Feiten waarop de straf is gebaseerd
De verdachte heeft het nodig gevonden om een geladen revolver mee te nemen naar het druk bezochte Zomercarnaval. Naar zijn zeggen deed hij dit voor zijn eigen veiligheid, “om mensen op afstand te houden”. Dat het dragen van een vuurwapen juist zorgt voor
onveiligheid, is op 29 juli 2023 weer eens gebleken.
De verdachte kwam het slachtoffer [slachtoffer01] tegen. Zij kenden elkaar van Curaçao. Eerst leek het te gaan om een vriendelijke ontmoeting, maar al snel sloeg de sfeer om. De verdachte zei tegen het slachtoffer dat zijn broer nog een geldbedrag van het slachtoffer tegoed had. Vervolgens probeerde hij de ketting van de nek van het slachtoffer te trekken. Toen het slachtoffer zich verweerde, trok de verdachte zijn revolver en schoot hij meerdere keren van korte afstand op het slachtoffer, ook toen het slachtoffer weerloos op de grond lag. Dat het slachtoffer niet dodelijk is geraakt, mag een wonder heten en komt misschien vooral doordat het slachtoffer in beweging bleef om de kogels te ontwijken.
Politieagenten die dicht in de buurt waren, zagen zich genoodzaakt om gericht op de verdachte te schieten om hem uit te schakelen.
Dat de verdachte tot aan de zitting heeft gezwegen en toen pas kwam met het ongeloofwaardige verhaal dat hij woordelijk werd bedreigd door het slachtoffer, pleit niet in zijn voordeel.
Het gemak waarmee de verdachte niet alleen besloot om een vuurwapen mee te nemen, maar ook om het te gebruiken, is onthutsend. Voor het slachtoffer moet het een zeer schokkende ervaring zijn geweest dat hij vanuit het niets beschoten werd. Ook omstanders zijn erg geschrokken, zo blijkt uit getuigenverklaringen en uit het feit dat velen op de vlucht sloegen toen er werd geschoten.

_____

▶ OPDRACHT:
Beantwoord met de tekst hierboven deze vragen:
1. Op welke datum gebeurde het voorval?
2. Waarvan kenden de verdachte en het slachtoffer elkaar?
3. Wat deden veel omstanders toen er werd geschoten?

_____

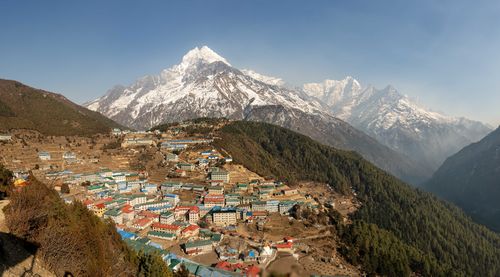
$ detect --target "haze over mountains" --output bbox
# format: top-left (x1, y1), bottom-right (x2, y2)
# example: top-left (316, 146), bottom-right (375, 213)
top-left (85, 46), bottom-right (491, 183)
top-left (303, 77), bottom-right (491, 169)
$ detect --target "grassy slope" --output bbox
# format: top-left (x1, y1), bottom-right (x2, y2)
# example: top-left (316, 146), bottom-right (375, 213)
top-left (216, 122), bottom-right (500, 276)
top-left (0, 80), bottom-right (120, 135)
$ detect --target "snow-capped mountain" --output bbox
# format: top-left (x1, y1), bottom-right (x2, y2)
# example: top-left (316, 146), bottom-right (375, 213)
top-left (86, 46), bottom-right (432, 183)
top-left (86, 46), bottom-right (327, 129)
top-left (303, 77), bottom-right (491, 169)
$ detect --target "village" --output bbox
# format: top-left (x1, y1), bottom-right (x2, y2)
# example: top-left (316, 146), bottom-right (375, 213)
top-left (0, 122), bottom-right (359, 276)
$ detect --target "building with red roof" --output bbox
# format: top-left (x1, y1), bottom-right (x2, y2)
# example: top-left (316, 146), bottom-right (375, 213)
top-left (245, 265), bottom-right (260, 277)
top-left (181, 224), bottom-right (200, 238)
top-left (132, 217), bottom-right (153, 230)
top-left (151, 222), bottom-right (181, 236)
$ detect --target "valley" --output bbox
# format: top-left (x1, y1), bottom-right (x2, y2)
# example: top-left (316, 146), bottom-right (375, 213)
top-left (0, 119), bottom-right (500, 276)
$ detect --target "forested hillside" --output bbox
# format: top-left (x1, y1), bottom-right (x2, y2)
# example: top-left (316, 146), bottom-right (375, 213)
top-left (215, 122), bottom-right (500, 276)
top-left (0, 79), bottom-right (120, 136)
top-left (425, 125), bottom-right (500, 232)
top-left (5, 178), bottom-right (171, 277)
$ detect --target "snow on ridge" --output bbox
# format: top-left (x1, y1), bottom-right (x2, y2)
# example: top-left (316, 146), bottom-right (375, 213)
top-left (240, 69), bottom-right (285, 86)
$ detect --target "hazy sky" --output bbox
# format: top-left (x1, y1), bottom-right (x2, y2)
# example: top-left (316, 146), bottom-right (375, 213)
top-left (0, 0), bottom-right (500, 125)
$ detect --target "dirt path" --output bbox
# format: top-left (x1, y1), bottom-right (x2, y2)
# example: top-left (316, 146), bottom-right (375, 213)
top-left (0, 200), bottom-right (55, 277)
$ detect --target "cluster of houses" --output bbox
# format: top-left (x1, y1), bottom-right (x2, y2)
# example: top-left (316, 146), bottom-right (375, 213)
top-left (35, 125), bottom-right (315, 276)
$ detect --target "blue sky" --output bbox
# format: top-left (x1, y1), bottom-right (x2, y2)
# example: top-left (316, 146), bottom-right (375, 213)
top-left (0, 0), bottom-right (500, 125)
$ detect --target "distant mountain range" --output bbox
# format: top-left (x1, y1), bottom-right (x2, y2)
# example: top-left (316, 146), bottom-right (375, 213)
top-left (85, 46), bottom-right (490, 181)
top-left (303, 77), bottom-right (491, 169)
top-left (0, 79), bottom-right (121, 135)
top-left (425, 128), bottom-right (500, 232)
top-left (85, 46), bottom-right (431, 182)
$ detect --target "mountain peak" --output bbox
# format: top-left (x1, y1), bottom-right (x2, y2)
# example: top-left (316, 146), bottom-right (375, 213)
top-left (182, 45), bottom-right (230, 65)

_____

▶ JUISTE ANTWOORD:
1. Op 29 juli 2023.
2. Van Curaçao.
3. Ze sloegen op de vlucht.